Records for this task
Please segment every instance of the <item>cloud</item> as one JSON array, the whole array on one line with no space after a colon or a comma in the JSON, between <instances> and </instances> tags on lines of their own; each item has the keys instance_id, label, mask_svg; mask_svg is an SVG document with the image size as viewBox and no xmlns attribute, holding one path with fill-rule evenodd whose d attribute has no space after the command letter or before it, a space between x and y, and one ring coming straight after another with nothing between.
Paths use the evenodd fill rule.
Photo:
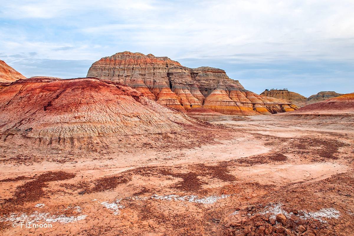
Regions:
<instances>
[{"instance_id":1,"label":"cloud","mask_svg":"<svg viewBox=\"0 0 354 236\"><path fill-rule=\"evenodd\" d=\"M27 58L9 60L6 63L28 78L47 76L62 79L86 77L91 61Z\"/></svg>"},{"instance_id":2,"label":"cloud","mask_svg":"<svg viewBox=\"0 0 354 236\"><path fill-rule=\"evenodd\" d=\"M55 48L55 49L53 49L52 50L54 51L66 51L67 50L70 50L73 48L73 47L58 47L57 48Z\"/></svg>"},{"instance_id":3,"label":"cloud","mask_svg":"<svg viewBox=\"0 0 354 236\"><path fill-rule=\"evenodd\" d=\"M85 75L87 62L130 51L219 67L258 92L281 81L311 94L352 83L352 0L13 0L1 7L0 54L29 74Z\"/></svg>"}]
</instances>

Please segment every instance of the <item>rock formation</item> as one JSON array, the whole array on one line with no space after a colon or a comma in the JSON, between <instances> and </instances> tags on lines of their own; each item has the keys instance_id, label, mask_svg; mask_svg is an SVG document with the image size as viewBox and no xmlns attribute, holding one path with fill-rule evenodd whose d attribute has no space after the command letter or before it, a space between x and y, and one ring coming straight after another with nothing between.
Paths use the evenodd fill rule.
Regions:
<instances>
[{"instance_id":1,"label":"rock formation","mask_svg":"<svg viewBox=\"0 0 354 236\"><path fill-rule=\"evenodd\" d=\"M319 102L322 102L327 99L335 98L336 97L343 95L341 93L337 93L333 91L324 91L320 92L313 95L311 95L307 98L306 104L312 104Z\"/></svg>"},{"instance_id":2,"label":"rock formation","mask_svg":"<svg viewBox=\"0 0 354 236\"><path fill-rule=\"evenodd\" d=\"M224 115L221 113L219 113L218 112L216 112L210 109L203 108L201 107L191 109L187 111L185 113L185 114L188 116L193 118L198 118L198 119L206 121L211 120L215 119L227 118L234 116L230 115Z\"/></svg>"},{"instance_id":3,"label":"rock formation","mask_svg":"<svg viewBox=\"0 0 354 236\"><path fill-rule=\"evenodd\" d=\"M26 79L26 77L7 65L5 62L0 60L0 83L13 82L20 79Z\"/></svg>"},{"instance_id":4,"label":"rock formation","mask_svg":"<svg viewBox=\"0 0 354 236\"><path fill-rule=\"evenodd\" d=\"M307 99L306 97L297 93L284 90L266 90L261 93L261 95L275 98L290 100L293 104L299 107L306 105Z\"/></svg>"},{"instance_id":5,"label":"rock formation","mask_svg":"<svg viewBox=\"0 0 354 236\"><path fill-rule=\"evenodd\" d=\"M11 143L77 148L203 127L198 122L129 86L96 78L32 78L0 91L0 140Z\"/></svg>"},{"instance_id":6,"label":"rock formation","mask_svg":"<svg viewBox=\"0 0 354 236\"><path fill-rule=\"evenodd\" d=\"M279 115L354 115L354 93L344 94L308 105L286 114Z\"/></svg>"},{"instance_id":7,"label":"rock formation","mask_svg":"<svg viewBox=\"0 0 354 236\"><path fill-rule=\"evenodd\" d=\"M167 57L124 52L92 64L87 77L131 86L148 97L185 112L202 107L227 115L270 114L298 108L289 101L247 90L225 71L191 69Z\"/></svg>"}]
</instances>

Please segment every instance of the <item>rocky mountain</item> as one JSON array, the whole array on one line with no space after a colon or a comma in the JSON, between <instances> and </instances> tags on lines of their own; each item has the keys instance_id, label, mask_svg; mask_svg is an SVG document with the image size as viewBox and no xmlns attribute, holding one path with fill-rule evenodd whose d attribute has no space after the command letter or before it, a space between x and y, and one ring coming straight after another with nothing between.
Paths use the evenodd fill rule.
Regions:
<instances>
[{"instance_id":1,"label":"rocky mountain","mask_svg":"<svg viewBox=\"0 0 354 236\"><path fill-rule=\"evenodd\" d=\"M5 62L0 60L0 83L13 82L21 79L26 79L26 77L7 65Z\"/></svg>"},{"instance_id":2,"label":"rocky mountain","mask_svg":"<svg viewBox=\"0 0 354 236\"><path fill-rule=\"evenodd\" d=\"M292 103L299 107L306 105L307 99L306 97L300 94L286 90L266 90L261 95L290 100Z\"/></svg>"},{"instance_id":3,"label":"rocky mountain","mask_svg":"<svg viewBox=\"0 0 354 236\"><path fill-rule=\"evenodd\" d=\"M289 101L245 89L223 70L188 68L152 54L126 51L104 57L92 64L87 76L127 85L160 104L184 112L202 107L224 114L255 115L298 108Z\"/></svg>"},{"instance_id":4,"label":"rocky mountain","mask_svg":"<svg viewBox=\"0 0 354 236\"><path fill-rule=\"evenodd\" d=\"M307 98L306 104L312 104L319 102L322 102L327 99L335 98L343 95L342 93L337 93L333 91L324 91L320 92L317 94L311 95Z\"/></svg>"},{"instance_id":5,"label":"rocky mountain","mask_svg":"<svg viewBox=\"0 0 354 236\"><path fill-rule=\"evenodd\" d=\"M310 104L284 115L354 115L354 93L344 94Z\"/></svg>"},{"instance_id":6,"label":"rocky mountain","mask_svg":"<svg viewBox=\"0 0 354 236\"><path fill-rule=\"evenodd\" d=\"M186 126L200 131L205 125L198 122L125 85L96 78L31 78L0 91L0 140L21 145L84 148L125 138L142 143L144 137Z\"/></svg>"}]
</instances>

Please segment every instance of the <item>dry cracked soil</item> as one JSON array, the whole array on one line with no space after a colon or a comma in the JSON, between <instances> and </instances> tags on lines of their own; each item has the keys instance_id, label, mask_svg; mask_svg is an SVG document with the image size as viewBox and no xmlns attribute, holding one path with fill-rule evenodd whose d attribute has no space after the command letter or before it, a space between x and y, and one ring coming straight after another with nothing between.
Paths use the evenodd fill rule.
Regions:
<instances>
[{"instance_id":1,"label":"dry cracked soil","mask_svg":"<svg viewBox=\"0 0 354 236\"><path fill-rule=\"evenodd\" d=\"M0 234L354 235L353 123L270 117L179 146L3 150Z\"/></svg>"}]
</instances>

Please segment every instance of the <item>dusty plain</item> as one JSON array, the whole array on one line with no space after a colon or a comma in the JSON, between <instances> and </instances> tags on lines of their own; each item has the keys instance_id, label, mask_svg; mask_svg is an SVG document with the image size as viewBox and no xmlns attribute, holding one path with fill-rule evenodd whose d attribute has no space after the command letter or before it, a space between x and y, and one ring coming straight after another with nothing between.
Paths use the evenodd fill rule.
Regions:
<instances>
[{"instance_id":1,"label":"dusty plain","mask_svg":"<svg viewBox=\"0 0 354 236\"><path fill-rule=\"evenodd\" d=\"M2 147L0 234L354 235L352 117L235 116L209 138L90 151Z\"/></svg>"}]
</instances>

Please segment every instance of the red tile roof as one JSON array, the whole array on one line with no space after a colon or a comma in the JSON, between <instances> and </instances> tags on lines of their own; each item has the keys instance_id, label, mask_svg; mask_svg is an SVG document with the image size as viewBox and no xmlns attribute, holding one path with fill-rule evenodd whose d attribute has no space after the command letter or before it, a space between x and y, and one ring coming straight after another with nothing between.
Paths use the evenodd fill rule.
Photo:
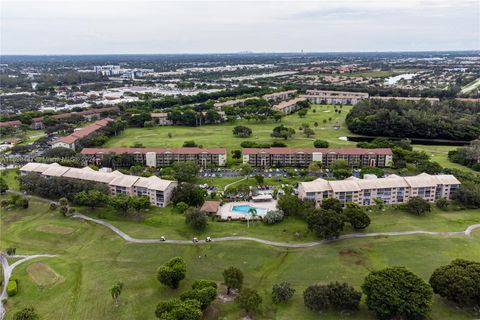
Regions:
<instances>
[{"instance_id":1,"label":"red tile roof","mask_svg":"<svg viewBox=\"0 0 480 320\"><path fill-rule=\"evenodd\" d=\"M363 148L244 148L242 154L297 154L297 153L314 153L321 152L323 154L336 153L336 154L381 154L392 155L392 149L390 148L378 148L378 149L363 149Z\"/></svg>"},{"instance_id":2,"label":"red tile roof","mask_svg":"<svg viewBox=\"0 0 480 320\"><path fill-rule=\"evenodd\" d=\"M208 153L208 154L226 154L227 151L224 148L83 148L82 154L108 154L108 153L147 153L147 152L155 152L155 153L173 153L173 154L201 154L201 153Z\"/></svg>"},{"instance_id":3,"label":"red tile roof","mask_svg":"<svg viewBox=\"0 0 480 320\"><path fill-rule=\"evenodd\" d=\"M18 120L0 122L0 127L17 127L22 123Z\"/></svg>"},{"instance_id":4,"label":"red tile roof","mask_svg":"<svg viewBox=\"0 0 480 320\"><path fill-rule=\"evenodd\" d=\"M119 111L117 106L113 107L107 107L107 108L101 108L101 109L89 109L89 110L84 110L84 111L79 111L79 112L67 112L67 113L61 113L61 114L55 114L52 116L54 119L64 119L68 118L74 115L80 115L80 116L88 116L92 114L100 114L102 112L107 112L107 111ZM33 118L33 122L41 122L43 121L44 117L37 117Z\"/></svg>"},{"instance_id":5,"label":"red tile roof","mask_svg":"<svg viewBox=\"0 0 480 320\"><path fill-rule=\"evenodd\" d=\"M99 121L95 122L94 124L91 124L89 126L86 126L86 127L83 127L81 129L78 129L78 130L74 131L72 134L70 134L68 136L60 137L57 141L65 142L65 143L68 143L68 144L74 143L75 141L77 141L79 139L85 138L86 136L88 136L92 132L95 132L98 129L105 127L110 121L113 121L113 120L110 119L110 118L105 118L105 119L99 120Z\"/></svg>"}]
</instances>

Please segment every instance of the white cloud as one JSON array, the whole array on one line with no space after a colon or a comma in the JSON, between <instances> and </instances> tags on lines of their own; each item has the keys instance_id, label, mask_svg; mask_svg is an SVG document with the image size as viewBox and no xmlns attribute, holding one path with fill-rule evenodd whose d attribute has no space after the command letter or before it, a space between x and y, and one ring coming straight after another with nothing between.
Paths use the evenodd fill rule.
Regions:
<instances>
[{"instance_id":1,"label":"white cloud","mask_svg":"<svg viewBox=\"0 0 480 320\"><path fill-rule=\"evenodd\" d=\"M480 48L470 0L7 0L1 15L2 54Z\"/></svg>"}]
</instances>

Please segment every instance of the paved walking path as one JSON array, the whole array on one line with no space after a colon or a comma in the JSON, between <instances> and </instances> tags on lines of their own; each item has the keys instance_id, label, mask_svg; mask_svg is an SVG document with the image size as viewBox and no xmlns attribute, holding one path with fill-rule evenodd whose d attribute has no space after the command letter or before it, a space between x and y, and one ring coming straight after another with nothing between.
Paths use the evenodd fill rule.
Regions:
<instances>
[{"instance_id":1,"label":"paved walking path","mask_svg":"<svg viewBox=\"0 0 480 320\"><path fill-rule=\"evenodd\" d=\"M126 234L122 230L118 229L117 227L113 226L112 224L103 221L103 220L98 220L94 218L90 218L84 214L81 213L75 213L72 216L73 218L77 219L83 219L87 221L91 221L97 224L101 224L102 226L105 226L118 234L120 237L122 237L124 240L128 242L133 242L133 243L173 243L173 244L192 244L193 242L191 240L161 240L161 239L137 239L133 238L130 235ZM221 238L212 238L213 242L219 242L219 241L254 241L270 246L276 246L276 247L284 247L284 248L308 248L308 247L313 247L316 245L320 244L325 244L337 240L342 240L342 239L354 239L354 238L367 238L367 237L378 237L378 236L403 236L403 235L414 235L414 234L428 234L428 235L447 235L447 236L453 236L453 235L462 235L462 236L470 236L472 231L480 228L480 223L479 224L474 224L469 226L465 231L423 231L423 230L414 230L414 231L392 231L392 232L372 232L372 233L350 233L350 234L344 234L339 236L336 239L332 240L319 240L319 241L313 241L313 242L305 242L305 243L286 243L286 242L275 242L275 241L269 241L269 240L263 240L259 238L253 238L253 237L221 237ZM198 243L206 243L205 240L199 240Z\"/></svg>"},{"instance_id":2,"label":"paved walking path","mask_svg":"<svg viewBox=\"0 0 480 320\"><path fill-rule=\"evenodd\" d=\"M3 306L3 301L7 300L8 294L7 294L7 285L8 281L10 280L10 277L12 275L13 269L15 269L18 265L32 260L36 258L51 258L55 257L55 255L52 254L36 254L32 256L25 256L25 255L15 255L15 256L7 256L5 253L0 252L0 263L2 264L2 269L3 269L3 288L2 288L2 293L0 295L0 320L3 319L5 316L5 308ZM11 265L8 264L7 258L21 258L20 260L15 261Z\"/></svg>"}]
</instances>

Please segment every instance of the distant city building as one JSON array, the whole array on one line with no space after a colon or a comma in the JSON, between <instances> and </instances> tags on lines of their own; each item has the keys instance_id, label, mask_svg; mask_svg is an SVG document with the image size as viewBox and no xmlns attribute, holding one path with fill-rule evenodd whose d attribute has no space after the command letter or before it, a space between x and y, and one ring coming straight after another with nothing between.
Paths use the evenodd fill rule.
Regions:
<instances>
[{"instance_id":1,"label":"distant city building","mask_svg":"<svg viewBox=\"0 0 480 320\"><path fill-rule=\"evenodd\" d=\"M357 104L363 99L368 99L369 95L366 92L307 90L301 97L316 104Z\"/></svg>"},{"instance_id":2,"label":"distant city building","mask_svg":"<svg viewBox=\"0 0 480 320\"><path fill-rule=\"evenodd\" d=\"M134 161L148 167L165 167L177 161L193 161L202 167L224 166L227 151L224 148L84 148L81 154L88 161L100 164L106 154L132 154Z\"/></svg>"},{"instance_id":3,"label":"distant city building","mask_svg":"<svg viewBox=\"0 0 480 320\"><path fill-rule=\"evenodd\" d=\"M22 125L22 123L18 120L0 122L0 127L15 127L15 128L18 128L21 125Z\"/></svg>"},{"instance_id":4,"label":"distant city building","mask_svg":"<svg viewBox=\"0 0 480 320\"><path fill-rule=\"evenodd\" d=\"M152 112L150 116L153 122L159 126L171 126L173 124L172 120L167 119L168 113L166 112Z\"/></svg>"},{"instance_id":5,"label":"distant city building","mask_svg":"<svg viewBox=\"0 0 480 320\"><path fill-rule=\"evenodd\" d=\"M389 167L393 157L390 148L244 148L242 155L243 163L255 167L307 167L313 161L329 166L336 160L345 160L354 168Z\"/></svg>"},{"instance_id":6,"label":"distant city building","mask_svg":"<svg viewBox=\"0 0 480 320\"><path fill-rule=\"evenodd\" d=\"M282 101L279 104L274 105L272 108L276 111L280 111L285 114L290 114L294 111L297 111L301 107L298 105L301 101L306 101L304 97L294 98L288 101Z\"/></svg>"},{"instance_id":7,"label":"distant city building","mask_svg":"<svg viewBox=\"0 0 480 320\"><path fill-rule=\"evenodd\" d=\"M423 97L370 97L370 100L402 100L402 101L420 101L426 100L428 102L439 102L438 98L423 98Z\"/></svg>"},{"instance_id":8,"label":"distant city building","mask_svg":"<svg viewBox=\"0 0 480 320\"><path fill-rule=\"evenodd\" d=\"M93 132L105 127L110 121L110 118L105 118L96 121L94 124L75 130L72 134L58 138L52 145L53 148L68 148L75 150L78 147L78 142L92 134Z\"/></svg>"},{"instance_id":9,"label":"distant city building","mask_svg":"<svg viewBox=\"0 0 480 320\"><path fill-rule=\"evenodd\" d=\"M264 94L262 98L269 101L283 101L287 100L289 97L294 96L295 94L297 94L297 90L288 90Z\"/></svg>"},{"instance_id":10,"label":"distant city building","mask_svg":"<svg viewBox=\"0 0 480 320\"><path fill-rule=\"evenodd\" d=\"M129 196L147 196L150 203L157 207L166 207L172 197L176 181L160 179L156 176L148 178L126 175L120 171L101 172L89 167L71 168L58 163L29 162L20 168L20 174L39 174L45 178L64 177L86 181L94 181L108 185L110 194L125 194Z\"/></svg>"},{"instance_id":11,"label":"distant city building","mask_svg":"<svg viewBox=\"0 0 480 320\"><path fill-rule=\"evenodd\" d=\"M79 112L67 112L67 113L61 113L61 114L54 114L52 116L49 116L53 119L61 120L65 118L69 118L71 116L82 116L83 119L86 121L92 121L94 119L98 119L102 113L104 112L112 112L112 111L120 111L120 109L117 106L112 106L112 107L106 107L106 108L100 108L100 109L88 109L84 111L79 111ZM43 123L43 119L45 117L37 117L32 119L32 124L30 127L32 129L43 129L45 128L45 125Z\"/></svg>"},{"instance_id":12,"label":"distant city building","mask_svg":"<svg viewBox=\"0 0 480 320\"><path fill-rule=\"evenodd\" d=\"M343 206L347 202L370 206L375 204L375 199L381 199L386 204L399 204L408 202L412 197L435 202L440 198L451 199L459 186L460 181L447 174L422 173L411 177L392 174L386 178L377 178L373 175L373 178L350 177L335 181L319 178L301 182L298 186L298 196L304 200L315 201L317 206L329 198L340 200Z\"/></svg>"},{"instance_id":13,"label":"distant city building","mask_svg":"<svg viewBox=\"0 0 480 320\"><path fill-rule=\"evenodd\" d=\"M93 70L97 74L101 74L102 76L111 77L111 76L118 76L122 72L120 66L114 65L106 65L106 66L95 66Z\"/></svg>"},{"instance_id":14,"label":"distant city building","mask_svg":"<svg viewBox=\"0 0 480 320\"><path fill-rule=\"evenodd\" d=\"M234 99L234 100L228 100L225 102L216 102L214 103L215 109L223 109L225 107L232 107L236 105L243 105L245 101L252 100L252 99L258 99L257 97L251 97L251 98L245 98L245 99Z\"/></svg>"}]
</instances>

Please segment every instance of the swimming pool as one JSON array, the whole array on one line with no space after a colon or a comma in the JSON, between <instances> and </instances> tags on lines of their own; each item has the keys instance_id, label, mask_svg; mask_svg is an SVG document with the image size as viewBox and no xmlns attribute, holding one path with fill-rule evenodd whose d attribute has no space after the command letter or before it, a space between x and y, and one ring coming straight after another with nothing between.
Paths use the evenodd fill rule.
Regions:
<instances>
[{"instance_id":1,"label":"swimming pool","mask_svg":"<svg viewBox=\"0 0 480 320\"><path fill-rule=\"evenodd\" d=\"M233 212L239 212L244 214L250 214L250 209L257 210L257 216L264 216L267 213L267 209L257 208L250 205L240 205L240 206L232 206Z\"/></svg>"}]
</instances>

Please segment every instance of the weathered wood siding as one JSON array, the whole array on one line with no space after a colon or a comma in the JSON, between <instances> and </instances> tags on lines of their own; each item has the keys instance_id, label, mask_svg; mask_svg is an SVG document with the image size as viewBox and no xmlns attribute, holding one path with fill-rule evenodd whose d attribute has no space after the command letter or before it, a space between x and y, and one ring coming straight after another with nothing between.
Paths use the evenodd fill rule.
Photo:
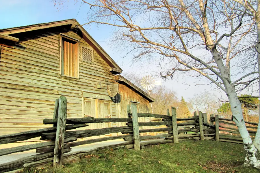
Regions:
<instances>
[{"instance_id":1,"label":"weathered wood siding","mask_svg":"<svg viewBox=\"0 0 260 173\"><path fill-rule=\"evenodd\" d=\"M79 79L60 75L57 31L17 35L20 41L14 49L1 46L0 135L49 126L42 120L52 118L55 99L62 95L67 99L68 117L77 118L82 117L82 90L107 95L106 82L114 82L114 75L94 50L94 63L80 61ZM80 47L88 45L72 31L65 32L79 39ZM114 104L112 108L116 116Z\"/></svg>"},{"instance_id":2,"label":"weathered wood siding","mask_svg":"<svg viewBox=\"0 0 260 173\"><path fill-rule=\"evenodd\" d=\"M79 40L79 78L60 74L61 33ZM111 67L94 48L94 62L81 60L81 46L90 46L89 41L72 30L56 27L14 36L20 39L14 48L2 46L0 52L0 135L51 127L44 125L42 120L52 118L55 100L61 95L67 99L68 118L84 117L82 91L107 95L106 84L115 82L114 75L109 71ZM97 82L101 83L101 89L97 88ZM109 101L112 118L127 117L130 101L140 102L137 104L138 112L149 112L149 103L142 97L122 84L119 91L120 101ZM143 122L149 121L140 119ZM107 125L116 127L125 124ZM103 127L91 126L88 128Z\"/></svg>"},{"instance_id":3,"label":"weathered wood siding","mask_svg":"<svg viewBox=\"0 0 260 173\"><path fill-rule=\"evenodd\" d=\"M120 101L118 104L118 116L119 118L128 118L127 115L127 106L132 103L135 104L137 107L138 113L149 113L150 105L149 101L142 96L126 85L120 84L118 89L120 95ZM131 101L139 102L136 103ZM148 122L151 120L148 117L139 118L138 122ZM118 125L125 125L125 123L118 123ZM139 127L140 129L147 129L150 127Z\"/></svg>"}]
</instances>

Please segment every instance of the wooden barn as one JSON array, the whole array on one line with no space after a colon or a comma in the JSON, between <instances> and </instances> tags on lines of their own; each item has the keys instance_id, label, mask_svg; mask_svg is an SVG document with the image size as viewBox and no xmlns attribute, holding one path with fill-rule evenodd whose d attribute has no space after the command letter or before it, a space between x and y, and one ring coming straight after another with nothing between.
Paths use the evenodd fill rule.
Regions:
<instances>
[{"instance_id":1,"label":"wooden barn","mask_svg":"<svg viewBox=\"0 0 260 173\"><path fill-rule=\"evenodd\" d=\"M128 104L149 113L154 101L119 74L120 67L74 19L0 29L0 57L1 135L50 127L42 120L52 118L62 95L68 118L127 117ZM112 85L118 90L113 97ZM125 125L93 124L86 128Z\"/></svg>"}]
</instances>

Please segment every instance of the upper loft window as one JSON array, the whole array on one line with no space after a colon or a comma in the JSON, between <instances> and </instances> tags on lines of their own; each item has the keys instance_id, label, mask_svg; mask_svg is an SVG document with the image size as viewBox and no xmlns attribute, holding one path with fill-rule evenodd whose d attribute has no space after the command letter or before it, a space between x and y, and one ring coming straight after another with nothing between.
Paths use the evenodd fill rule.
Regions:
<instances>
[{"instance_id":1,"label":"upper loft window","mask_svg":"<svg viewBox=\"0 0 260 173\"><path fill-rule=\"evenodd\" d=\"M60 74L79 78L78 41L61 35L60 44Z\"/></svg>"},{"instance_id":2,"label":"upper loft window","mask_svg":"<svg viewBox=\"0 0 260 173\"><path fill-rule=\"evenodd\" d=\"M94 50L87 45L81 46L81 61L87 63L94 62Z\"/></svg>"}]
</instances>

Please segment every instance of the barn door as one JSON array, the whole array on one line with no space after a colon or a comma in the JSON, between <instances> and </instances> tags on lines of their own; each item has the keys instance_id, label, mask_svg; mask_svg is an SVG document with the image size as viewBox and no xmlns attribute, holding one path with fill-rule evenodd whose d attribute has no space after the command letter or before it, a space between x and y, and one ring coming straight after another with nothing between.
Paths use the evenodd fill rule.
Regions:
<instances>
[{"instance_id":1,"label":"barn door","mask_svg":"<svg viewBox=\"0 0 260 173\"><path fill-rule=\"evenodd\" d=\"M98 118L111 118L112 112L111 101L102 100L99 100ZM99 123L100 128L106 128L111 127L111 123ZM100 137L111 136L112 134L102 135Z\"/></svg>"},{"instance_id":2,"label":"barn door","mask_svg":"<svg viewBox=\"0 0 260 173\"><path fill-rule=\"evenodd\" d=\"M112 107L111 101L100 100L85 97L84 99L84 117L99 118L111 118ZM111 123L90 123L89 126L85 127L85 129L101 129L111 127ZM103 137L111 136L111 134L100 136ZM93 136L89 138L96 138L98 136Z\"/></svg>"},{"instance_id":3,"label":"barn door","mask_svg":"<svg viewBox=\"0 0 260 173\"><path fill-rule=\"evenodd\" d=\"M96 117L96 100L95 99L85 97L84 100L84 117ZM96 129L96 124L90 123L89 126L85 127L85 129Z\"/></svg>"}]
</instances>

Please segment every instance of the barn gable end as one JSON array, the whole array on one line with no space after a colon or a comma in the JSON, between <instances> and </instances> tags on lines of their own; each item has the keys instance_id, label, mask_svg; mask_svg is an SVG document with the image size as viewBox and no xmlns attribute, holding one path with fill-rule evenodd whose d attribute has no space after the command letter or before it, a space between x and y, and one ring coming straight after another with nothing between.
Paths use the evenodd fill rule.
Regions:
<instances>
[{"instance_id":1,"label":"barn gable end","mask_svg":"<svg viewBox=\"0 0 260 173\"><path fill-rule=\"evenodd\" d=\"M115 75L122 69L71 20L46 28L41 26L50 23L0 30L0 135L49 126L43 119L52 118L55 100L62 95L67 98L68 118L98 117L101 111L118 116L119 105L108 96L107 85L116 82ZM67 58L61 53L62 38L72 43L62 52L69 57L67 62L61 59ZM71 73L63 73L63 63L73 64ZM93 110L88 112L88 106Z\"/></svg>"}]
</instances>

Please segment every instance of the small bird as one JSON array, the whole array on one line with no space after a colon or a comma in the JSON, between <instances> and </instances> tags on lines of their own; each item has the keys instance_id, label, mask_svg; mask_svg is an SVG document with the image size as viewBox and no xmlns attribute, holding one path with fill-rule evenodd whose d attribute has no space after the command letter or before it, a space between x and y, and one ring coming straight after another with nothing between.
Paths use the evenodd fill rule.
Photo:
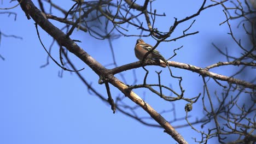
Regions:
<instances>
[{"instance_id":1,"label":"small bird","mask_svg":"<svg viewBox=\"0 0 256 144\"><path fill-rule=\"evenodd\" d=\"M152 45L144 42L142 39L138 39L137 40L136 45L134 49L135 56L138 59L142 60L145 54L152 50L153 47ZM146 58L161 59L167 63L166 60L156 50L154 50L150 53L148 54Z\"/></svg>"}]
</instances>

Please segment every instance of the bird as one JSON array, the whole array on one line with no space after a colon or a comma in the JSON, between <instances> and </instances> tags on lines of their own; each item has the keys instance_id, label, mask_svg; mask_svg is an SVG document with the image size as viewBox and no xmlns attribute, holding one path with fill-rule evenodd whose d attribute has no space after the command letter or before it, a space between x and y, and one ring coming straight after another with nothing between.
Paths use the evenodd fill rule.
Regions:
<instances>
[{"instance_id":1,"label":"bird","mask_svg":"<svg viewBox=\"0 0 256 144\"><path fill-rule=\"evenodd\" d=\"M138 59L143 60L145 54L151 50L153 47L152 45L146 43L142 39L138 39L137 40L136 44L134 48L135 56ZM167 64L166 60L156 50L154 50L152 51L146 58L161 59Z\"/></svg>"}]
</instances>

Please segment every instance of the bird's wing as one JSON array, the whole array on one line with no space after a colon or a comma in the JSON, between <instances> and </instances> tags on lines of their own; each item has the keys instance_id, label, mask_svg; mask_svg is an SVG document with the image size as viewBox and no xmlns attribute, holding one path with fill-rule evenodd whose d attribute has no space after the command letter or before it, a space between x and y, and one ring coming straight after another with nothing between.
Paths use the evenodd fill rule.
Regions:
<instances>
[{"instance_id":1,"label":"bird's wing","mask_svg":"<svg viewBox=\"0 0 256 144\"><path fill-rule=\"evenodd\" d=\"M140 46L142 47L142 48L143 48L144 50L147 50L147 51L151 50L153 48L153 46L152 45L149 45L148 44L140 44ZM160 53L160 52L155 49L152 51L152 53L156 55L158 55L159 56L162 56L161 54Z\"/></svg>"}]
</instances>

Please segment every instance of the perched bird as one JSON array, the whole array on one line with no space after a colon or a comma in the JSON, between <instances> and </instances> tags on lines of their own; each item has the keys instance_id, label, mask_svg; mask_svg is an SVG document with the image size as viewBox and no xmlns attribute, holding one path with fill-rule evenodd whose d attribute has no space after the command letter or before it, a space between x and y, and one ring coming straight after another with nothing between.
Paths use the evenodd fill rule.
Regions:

Short exercise
State how many lines of the listing contain the word "wooden", giving only the number.

Expected answer
2